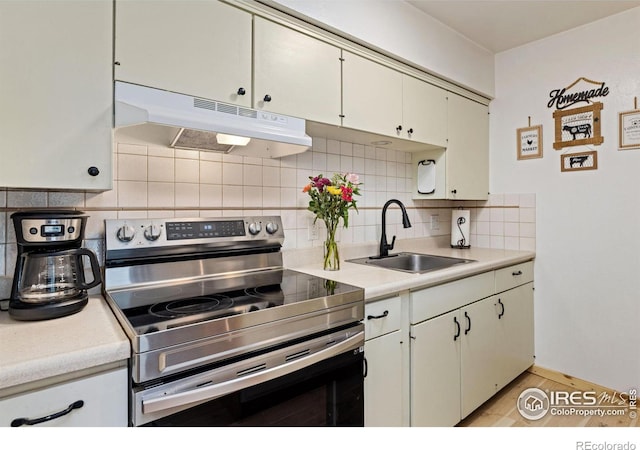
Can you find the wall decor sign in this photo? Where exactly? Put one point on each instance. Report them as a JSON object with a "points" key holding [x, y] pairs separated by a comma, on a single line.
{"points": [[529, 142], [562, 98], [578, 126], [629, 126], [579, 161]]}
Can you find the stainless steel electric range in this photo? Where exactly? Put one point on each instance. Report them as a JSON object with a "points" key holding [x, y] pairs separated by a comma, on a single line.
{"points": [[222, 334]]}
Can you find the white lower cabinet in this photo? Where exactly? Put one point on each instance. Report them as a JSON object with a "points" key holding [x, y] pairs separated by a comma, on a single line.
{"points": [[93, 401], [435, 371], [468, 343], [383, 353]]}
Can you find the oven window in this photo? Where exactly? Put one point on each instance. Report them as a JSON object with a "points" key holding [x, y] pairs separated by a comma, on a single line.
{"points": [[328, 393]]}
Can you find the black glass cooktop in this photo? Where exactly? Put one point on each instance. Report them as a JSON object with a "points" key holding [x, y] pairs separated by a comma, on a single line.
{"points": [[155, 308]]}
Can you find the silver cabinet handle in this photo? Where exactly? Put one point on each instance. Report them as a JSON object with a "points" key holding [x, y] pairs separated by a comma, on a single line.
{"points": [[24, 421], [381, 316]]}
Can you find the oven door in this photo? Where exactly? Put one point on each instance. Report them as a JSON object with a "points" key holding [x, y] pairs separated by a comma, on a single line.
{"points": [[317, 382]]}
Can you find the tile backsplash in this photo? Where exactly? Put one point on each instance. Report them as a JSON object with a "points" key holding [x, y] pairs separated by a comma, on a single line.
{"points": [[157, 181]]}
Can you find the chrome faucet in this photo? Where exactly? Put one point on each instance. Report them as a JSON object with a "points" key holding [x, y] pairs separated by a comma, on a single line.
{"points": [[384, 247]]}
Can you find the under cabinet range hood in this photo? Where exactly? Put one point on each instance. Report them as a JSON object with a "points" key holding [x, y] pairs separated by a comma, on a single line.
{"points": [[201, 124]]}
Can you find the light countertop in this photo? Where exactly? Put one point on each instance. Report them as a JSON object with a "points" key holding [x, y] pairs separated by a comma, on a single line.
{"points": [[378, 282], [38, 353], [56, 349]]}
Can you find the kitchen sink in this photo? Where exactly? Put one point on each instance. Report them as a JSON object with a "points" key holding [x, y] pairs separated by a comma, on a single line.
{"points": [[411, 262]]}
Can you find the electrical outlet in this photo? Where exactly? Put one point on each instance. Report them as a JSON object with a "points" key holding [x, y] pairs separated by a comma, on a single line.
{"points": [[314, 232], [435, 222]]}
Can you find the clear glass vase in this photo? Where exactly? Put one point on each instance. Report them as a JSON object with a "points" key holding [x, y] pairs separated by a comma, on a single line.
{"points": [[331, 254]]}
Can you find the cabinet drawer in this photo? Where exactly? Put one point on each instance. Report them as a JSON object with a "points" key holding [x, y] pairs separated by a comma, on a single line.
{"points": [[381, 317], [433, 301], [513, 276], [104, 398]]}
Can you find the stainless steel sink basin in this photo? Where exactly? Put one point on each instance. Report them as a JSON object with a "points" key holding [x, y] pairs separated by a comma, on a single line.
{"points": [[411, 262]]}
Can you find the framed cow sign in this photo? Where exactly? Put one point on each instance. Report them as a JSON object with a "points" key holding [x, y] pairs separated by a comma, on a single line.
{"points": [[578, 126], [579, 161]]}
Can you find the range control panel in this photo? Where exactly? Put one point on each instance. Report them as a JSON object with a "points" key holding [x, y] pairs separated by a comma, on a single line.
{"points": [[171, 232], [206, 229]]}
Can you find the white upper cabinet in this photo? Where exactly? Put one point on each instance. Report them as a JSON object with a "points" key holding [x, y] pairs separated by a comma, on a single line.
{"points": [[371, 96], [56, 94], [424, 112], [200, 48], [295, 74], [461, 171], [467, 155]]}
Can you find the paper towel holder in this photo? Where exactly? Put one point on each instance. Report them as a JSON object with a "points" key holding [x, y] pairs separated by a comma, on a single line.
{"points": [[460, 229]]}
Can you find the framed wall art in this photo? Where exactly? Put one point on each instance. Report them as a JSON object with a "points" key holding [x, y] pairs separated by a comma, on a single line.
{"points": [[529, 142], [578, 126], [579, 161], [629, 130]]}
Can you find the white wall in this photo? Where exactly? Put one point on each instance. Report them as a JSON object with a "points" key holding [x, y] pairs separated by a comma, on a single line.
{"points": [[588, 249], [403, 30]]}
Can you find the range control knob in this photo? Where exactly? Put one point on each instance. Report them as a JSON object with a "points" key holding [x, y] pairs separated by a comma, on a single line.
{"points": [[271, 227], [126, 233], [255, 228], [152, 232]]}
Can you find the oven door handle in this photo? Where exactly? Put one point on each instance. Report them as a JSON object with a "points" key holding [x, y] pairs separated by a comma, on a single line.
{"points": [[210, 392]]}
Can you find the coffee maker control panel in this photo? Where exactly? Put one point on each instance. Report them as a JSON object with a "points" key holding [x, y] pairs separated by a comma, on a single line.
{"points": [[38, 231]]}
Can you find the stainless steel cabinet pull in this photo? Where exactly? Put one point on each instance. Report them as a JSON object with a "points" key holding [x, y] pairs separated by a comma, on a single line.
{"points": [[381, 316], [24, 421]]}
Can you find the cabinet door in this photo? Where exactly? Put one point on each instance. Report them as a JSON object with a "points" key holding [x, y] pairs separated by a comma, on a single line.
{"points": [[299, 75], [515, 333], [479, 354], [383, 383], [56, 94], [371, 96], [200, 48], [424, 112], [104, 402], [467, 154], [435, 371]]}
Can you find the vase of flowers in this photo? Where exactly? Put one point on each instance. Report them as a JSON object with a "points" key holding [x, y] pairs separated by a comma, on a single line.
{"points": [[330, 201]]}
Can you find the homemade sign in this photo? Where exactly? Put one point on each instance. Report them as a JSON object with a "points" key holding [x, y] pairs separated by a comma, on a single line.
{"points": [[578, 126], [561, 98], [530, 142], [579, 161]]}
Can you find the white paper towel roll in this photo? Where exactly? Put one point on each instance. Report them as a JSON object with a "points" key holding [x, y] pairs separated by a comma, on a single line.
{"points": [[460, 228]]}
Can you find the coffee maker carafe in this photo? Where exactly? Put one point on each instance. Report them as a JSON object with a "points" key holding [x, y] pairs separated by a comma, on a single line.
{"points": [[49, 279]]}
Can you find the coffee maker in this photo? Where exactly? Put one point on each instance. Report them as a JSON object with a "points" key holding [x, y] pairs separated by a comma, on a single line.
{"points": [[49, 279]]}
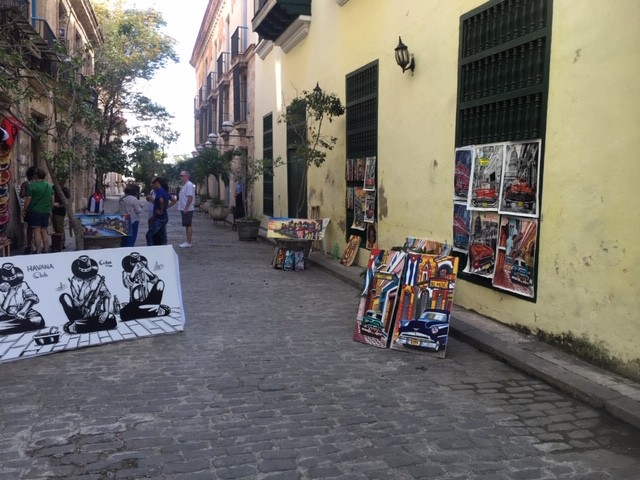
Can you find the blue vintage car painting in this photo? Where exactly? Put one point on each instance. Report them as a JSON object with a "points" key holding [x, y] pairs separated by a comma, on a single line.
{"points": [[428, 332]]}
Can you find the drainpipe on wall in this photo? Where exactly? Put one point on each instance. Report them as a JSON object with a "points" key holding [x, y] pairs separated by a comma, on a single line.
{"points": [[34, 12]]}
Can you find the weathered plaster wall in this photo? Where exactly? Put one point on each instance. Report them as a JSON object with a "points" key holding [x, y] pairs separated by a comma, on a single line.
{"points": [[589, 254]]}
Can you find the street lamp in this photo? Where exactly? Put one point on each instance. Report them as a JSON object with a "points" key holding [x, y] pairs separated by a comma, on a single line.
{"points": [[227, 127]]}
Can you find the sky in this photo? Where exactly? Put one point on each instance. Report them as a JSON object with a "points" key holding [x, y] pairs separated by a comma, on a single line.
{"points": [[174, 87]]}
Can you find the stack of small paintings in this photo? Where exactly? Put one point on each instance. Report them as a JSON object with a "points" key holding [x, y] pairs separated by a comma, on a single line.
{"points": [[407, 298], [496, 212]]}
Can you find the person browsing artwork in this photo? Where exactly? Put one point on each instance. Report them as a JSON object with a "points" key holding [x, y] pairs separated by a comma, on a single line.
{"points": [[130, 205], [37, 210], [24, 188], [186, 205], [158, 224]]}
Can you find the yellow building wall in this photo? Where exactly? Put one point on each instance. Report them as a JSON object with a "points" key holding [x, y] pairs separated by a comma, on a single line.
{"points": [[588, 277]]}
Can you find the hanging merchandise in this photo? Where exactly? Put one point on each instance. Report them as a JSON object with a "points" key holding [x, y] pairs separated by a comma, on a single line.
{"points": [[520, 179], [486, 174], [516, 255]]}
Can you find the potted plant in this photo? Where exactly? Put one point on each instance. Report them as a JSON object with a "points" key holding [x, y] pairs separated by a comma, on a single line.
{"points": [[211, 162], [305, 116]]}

## [Short task]
Retype exactly the lines from the one containing "Can you find the drainpipe" through the last line of the records above, including both.

## [Written answer]
Can you find the drainpipe on wall in this photo? Where exactly? Put one point on each instance. Report them as a JSON object with a "points" key holding [x, y] pairs separated by a comma, on a single line.
{"points": [[34, 12]]}
Can you find the weathered plaster wall in this photo? Where exactly? Put one point on each instance. Report them as a JSON object with a "points" key holding [x, y] pairs separated by a comma, on a single line.
{"points": [[589, 254]]}
Can you find the street lamp in this photo? Where exactly? Put one point on each instance. Report them as a JSON object with a "points" key holding [x, y] pairs separated by a comma, on a single line.
{"points": [[227, 127]]}
Can you find the sky in this photo? Where exactly? Put one point on each instance. Report them as a JSON object with a "points" key holding [x, y] pairs separated by a comma, on a single line.
{"points": [[174, 87]]}
Can you find the stack of small paintings in this photo? Where exactly? Put one point on each instance. Report them as a JSON object with a "points" key holding [x, y] pairs separated by a comma, on a single line.
{"points": [[407, 298], [496, 212]]}
Can you find the person browsing artwork in this photo? Where exactly? Put one point on each instance. Report them as a JSON object with a "points" key holding [x, y] pairs separated by a comma, on a single line.
{"points": [[130, 205], [37, 210], [24, 188], [186, 205], [158, 224]]}
Can you find the yellow building wall in this photo? Where exactly? Put one point on each instance. Report them as a JSON object with a "points" key holding [x, y] pairs separated by a comma, on a single line.
{"points": [[588, 277]]}
Can you find the hanging merchandise in this photo? Where exactly? Put one point on each instance. Report them as a JSON object with a "points" key holding [x, y] pairs separated by a comma, on a single line.
{"points": [[520, 179], [486, 174], [516, 255]]}
Can you find the potted plant in this photo? Where exactly? Put one point on each instance. Report them as a JSON object with a "points" key holding [x, y] pairs separated by a comma, on a single line.
{"points": [[211, 162], [305, 116]]}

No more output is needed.